What is needed: Arrange the item lines as a numbered list with blank lines omitted. Begin at the first line of the items and stop after the line that contains "[[140,84],[140,90],[146,91],[147,90],[147,84],[146,83],[142,83]]".

--- START OF Available records ---

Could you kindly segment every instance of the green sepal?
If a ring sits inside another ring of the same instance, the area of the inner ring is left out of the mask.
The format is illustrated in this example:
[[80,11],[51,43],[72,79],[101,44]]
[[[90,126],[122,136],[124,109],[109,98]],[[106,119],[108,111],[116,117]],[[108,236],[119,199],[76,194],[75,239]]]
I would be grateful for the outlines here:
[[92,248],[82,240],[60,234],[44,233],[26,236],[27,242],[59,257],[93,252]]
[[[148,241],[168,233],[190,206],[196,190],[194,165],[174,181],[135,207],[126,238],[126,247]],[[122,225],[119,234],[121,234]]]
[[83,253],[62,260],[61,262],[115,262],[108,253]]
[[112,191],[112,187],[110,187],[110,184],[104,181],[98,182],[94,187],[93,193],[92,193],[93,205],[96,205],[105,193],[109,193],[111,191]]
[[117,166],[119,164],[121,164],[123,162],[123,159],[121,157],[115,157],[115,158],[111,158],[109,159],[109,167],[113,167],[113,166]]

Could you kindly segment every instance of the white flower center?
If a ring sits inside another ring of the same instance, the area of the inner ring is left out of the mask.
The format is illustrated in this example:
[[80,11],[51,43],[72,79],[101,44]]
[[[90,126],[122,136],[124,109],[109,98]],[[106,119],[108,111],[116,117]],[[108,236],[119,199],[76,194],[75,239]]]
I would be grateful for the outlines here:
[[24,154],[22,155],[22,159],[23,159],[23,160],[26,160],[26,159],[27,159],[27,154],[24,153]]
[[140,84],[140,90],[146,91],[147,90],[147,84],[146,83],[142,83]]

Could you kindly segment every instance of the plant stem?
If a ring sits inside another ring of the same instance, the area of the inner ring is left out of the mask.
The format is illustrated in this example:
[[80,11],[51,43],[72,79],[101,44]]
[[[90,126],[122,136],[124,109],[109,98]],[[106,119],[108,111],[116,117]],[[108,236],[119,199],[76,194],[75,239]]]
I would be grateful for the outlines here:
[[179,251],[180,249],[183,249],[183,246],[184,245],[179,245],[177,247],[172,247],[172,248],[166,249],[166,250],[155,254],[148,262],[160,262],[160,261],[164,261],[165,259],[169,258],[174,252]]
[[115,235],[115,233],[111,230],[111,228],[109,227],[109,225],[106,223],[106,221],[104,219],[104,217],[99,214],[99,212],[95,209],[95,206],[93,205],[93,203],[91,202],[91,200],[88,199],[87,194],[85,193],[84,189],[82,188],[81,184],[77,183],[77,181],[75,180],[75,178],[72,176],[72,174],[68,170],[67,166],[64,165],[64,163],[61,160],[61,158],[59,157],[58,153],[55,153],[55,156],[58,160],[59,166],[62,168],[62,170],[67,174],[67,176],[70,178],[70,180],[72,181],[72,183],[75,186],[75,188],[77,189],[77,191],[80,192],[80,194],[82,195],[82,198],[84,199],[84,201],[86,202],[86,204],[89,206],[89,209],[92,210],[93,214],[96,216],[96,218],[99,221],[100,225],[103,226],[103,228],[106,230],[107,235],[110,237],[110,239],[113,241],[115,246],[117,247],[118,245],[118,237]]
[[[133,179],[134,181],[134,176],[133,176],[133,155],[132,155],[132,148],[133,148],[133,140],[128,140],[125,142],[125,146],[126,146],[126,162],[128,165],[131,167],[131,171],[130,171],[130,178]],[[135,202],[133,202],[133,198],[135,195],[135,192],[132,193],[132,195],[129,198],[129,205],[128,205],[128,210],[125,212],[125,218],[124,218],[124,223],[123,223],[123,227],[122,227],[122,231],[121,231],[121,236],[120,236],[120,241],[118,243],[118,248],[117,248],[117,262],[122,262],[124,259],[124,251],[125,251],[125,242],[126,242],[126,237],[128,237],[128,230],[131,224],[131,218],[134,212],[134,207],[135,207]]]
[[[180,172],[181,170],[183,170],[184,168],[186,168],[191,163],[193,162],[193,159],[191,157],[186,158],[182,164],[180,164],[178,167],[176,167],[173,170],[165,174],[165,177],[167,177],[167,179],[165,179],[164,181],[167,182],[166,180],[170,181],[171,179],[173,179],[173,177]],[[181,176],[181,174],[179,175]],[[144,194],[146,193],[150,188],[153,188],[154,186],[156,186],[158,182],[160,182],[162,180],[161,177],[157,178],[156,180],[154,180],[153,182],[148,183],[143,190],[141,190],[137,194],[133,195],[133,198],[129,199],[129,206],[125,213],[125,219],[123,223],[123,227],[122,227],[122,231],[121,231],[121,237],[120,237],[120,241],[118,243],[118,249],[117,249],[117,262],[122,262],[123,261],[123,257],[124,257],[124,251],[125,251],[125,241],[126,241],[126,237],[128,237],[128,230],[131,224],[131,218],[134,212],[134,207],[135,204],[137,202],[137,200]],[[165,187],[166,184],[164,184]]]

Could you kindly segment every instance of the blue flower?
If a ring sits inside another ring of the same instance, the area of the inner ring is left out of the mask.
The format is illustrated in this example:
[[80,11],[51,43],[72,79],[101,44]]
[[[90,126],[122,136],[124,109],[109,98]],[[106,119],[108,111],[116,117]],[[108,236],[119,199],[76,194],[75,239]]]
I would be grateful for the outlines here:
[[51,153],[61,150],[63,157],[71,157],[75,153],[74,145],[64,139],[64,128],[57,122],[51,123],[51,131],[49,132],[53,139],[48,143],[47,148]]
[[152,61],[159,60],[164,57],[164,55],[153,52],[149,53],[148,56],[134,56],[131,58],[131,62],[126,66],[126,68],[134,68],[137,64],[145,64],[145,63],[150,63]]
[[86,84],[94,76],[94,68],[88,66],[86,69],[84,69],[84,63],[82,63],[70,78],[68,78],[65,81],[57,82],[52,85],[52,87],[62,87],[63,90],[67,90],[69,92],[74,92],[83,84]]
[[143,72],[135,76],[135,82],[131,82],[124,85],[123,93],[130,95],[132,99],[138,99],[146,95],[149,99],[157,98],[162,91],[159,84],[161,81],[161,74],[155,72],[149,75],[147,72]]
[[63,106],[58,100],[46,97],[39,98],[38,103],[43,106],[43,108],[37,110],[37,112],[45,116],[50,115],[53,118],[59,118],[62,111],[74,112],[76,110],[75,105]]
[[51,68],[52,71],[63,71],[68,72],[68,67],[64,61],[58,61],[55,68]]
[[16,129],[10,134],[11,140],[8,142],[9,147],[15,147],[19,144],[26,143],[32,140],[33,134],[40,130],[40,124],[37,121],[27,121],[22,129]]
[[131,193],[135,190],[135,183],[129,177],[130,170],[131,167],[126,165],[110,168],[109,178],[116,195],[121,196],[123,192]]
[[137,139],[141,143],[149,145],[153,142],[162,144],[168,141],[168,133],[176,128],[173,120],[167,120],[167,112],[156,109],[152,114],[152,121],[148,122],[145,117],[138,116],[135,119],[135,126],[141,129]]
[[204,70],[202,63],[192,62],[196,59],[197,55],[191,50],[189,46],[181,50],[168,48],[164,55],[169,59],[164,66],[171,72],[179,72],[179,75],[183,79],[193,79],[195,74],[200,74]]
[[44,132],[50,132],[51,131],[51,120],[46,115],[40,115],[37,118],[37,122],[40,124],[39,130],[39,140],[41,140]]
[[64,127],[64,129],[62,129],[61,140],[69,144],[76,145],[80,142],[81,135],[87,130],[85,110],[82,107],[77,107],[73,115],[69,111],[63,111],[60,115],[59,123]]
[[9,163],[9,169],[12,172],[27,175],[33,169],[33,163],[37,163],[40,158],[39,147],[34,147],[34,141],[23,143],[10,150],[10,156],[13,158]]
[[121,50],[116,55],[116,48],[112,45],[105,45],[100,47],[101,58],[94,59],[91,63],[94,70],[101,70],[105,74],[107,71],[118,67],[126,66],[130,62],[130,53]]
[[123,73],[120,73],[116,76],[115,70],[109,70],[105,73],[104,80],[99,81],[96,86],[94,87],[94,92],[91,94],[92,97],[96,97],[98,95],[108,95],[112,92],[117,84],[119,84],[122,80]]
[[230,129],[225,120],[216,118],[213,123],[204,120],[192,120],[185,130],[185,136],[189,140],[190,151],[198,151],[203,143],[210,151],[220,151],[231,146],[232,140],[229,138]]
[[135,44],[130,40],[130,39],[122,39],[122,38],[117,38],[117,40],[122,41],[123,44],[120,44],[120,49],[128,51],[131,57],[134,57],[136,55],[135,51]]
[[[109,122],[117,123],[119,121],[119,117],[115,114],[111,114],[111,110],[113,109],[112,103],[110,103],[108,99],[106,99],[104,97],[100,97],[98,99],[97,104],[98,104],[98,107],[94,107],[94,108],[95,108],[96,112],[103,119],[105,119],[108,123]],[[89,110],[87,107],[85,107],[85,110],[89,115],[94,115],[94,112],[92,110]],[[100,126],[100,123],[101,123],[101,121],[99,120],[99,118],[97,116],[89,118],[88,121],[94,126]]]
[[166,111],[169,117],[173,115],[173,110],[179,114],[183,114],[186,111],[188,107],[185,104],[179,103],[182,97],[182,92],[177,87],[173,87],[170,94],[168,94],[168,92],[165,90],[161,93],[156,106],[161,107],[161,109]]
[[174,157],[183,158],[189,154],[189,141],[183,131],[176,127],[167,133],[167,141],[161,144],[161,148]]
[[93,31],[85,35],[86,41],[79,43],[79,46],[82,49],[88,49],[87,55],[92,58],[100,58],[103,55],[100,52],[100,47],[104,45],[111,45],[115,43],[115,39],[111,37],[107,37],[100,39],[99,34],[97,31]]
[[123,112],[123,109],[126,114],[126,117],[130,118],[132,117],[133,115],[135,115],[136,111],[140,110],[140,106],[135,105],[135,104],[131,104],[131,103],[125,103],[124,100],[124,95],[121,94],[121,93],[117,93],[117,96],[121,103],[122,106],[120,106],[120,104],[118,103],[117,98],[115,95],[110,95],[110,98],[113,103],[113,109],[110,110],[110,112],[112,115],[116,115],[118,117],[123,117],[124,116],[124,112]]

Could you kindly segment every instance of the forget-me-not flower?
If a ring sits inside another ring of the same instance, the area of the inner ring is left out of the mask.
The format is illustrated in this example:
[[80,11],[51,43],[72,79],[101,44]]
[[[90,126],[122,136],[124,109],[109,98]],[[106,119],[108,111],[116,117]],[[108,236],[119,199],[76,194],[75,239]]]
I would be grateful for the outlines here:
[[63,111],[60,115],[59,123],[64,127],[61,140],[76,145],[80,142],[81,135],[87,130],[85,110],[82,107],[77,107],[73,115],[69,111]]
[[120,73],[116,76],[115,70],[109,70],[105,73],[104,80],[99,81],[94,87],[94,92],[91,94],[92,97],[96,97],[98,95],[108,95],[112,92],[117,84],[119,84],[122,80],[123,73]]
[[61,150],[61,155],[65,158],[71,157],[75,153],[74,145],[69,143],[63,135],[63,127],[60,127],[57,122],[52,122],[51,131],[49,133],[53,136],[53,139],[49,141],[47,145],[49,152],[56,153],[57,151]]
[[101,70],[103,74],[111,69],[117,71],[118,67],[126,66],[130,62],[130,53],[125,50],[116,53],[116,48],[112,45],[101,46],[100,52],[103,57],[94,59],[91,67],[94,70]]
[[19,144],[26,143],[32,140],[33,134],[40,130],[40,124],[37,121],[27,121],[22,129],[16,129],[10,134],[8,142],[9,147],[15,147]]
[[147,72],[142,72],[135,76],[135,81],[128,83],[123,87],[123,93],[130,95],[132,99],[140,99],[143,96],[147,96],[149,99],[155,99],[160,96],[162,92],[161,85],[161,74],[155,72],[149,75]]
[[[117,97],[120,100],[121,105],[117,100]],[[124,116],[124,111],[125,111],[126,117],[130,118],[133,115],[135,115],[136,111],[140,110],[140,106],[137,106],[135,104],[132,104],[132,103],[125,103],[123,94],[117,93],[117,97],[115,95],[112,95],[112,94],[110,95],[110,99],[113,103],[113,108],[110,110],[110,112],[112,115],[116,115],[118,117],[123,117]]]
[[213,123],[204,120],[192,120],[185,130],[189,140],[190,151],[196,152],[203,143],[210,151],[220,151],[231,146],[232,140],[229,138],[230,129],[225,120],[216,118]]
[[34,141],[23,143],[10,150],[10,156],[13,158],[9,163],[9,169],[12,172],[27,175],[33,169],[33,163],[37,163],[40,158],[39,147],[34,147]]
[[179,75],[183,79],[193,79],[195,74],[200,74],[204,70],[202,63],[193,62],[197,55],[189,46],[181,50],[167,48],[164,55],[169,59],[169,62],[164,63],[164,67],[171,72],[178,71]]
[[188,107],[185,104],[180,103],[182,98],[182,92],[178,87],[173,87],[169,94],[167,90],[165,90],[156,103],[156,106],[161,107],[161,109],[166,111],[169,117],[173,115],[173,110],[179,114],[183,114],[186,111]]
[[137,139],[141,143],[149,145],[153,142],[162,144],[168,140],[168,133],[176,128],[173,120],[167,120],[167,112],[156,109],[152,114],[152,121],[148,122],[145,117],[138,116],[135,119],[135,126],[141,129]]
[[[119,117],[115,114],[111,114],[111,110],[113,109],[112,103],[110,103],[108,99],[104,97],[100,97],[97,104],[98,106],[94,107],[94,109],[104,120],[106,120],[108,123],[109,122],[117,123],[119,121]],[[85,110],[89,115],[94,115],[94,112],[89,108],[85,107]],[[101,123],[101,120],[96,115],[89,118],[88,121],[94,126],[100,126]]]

--- END OF Available records ---

Result of the task:
1. Could you kindly segment every instance of the green sepal?
2. If a ring sits inside another ring of the same instance, the area of the inner ring is left out of the mask.
3. The format is illustrated in this example:
4. [[80,11],[51,43],[72,79],[101,44]]
5. [[[90,126],[122,136],[124,109],[109,98]],[[106,119],[108,111],[116,117]],[[108,236],[119,199],[76,194],[75,239]]]
6. I would be grateful for the outlines here:
7. [[92,248],[82,240],[60,234],[44,233],[26,236],[27,242],[59,257],[93,252]]
8. [[[148,241],[168,233],[190,206],[196,190],[194,165],[174,181],[135,207],[126,238],[126,247]],[[122,225],[119,234],[121,234]]]
9. [[83,253],[62,260],[61,262],[115,262],[108,253]]
10. [[112,191],[112,187],[110,187],[110,184],[104,181],[98,182],[94,187],[93,193],[92,193],[93,205],[96,205],[105,193],[109,193],[111,191]]
11. [[117,166],[119,164],[121,164],[123,162],[123,159],[121,157],[115,157],[115,158],[111,158],[109,159],[109,167],[113,167],[113,166]]
12. Could you kindly segment every instance of the white flower center?
13. If a ring sits inside another ring of the same instance, the area of the inner ring is left out of the mask.
14. The format is illustrated in this example:
15. [[80,11],[51,43],[72,79],[101,44]]
16. [[[90,126],[122,136],[124,109],[109,98]],[[106,119],[108,111],[116,117]],[[108,236],[119,199],[76,194],[75,239]]]
17. I would be grateful for the outlines here:
18. [[24,154],[22,155],[22,159],[23,159],[23,160],[26,160],[26,159],[27,159],[27,154],[24,153]]
19. [[140,84],[140,90],[146,91],[147,90],[147,84],[146,83],[142,83]]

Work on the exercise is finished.